---- AVAILABLE RECORDS

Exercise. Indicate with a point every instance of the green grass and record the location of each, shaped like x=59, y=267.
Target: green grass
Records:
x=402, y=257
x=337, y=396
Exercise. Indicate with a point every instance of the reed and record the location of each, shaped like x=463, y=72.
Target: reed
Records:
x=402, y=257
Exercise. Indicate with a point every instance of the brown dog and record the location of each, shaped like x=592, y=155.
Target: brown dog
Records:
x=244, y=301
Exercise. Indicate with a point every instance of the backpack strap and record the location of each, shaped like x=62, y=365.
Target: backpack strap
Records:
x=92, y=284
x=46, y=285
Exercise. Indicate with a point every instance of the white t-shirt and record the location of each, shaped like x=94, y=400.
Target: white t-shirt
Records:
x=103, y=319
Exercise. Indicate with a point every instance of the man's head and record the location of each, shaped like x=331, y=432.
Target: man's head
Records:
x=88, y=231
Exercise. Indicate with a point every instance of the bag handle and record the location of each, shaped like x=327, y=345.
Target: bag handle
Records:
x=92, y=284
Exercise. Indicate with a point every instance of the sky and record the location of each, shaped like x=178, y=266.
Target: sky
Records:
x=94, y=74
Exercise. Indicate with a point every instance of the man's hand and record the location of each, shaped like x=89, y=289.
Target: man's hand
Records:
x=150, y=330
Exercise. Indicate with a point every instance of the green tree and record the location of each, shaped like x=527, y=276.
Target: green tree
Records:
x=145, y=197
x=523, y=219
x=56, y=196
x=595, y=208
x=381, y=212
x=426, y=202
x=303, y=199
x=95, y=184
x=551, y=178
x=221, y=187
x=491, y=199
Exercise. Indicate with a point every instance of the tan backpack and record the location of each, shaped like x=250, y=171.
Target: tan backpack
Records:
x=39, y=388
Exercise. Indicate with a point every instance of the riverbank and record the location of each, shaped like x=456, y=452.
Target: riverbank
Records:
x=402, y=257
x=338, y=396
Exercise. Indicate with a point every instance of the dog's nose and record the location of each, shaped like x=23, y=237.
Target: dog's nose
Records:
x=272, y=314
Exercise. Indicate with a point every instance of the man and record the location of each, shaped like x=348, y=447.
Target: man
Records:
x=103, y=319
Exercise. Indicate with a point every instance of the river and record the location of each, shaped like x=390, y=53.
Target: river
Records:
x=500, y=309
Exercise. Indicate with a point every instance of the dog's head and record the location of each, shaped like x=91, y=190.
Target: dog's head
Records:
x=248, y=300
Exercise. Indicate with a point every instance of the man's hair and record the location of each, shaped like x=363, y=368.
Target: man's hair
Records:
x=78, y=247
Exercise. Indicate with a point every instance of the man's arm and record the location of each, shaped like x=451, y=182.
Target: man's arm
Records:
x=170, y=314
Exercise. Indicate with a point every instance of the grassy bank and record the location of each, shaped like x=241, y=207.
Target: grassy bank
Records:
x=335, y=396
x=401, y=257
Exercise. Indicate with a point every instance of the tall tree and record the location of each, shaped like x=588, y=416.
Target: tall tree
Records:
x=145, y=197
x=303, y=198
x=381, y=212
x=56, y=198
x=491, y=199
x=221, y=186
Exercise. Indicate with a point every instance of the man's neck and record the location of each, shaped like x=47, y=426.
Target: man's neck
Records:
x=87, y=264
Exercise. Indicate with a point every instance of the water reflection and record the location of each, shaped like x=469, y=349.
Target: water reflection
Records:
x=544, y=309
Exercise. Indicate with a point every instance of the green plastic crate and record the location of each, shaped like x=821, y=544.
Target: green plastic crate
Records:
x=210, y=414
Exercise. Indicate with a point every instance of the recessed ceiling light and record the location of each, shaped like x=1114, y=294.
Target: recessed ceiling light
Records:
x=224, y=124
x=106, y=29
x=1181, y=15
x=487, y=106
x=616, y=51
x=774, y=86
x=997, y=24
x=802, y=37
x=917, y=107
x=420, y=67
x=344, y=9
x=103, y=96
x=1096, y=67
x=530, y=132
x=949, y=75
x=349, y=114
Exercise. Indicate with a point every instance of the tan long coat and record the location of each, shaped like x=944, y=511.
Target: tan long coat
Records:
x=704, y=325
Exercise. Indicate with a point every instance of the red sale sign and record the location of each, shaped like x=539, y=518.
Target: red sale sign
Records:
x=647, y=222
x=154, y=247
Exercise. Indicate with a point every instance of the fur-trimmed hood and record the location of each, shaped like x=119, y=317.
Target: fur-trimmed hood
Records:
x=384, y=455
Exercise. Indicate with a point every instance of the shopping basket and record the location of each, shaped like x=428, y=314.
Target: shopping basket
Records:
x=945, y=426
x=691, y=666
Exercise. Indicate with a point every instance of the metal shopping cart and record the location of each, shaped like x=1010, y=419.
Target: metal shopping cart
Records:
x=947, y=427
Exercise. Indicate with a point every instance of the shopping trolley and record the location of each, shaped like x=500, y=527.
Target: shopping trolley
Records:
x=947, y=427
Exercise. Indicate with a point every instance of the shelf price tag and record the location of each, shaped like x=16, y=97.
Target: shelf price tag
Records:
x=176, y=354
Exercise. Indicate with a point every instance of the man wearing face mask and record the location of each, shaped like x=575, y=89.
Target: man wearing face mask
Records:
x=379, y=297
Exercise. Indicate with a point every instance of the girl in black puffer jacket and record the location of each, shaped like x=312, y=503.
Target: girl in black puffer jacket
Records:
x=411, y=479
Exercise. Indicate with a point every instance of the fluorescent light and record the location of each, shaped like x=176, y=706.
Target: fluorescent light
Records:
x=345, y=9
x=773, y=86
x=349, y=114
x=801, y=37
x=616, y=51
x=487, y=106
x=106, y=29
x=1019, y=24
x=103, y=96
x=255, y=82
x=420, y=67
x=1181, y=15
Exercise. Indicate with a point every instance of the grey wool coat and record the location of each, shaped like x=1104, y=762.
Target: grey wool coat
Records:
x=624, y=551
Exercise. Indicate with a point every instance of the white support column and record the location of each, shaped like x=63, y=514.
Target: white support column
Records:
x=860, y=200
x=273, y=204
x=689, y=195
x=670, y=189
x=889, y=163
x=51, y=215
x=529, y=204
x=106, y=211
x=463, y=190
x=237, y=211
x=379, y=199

--------

Return every line of the items above unchanged, character for character.

Exercise. Indicate with a point every instance of the green grass and record the location of each, shaped like x=59, y=267.
Target: green grass
Records:
x=402, y=257
x=337, y=396
Exercise. Indicate with a point every instance of the reed and record the location of each, shaped like x=463, y=72.
Target: reed
Records:
x=402, y=257
Exercise. Indicate with a point every instance of the brown dog and record the location of each, shaped like x=592, y=155.
Target: brown dog
Records:
x=244, y=301
Exercise. Indicate with a point every instance of the backpack strap and record the location of each, shaped like x=62, y=365.
Target: backpack strap
Records:
x=92, y=284
x=46, y=285
Exercise. Indicate with a point every instance of the white t-shirt and record the location of each, shaped like x=94, y=400.
Target: white t-shirt
Records:
x=103, y=319
Exercise. Indicate with a point every instance of the man's head and record the location of each, shaped like x=331, y=432.
Target: man's head
Records:
x=88, y=231
Exercise. Indicate with a point every instance of the bag handle and record the location of each, shaped like x=327, y=345.
Target: bag handle
Records:
x=92, y=284
Exercise. Indicate with a point every instance of the sky and record the location of each, shaped like x=178, y=266.
Target: sky
Records:
x=94, y=74
Exercise. Indicate with a point every instance of the man's hand and record the location of each, shaped like x=89, y=289.
Target: man's hand
Records:
x=150, y=330
Exercise. Indicate with a point every instance of the green tree and record the location of each, shaped like x=527, y=276.
Target: green tree
Records:
x=145, y=197
x=523, y=219
x=56, y=196
x=595, y=208
x=381, y=212
x=426, y=202
x=303, y=199
x=95, y=184
x=551, y=178
x=221, y=187
x=491, y=199
Exercise. Indicate with a point every instance of the tan backpack and record the location of each, shaped like x=250, y=171.
Target: tan backpack
Records:
x=39, y=388
Exercise. Indicate with a point every instance of the riverbank and record the location of each, shaped like x=456, y=452.
Target: riverbank
Records:
x=402, y=257
x=338, y=396
Exercise. Indicate with a point every instance of the dog's nose and record the location of each, shaped like x=23, y=237.
Target: dog's nose
Records:
x=272, y=314
Exercise. Indicate with a point every instance of the man and record the location of each, shaped like x=348, y=447.
Target: man
Records:
x=103, y=319
Exercise. Indicate with a point every instance of the river and record the location of each, shaped like x=390, y=53.
Target: river
Records:
x=500, y=309
Exercise. Indicate with a point every instance of the dog's head and record the location of each, shaped like x=91, y=190.
Target: dog's head
Records:
x=248, y=300
Exercise. Indicate with a point every instance of the man's hair and record the location of each, shaped like x=363, y=368.
Target: man's hair
Records:
x=78, y=247
Exercise. Indicate with a point every instance of the man's arm and record the location of each, shaped like x=451, y=182.
Target: man's arm
Records:
x=170, y=314
Exercise. Indicate with a point every instance of the grassy bank and record the location of each, shaped like x=241, y=207.
Target: grassy bank
Records:
x=335, y=396
x=401, y=257
Exercise. Indicate with a point every instance of the tall tree and record the location of each, shaped like x=588, y=416.
Target: tall tree
Records:
x=145, y=197
x=303, y=198
x=381, y=212
x=56, y=198
x=491, y=199
x=221, y=186
Exercise. Indicate with a point every instance of the man's neck and record the location of each, shaped like x=47, y=426.
Target: man's neck
Records:
x=87, y=264
Exercise. Indicate with a point every instance of the water reflection and record the location of each, shaped like x=469, y=349.
Target: water reflection
Records:
x=544, y=309
Exercise. Indicate with a point every instance of the green plastic crate and record the location of each, shaped like x=821, y=544.
Target: green plastic crate
Records:
x=210, y=414
Exercise. Indicate with a point every instance of the recessed ceiling light and record the location of each, shaped like x=1114, y=294.
Target: recessed ceiling light
Records:
x=224, y=124
x=106, y=29
x=1181, y=15
x=487, y=106
x=616, y=51
x=774, y=86
x=997, y=24
x=802, y=37
x=917, y=107
x=420, y=67
x=344, y=9
x=103, y=96
x=1096, y=67
x=530, y=132
x=949, y=75
x=349, y=114
Exercise. Indicate with a point every instance of the tan long coat and record the location of each, shaped like x=944, y=511.
Target: tan long coat
Records:
x=704, y=325
Exercise. Indicate with a point every instance of the red sale sign and record the location of each, shaped like x=539, y=518.
Target: red sale sign
Records:
x=647, y=222
x=154, y=247
Exercise. Indicate with a point every instance of the fur-trimmed hood and record the location of each, shaped like x=119, y=317.
Target: fur-trimmed hood
Records:
x=384, y=455
Exercise. Indicate with a point every instance of the shopping basket and record the location of each, shaped like x=428, y=314.
Target: shopping basket
Records:
x=945, y=426
x=691, y=666
Exercise. Indicate with a point every instance of the metal shopping cart and record the location of each, shaped like x=1010, y=419.
Target: metal shopping cart
Records:
x=947, y=427
Exercise. Indicate with a point every instance of the shopping trolley and record the location of each, shaped like x=500, y=527.
Target: shopping trolley
Records:
x=947, y=427
Exercise. Indicate with a point every instance of the shelf price tag and record the location of each, shaped like x=16, y=97.
Target: shelf price tag
Records:
x=176, y=354
Exercise. Indicate with a point every instance of the man wearing face mask and record the location of each, shaped like x=575, y=89.
Target: man wearing face mask
Records:
x=379, y=297
Exercise. Indicate with a point every instance of the girl in black puffer jacket and record the location of each, shaped like x=312, y=503.
Target: girl in black puffer jacket
Records:
x=411, y=479
Exercise. Indicate with a point every instance of the fluorescent light and record the location of each, shaped like x=176, y=706.
Target: fluorescent light
Records:
x=345, y=9
x=773, y=86
x=349, y=114
x=801, y=37
x=616, y=51
x=487, y=106
x=106, y=29
x=1019, y=24
x=103, y=96
x=255, y=82
x=420, y=67
x=1181, y=15
Exercise. Indicate with a point every instance of the grey wool coat and record the location of each, shaped like x=1104, y=762.
Target: grey wool coat
Records:
x=624, y=551
Exercise. Indicate with a point every instance of the white support column and record the location of each, shaped like x=63, y=514.
Target: white support column
Records:
x=860, y=200
x=273, y=204
x=689, y=195
x=670, y=189
x=889, y=163
x=51, y=215
x=529, y=204
x=106, y=211
x=463, y=190
x=237, y=211
x=379, y=199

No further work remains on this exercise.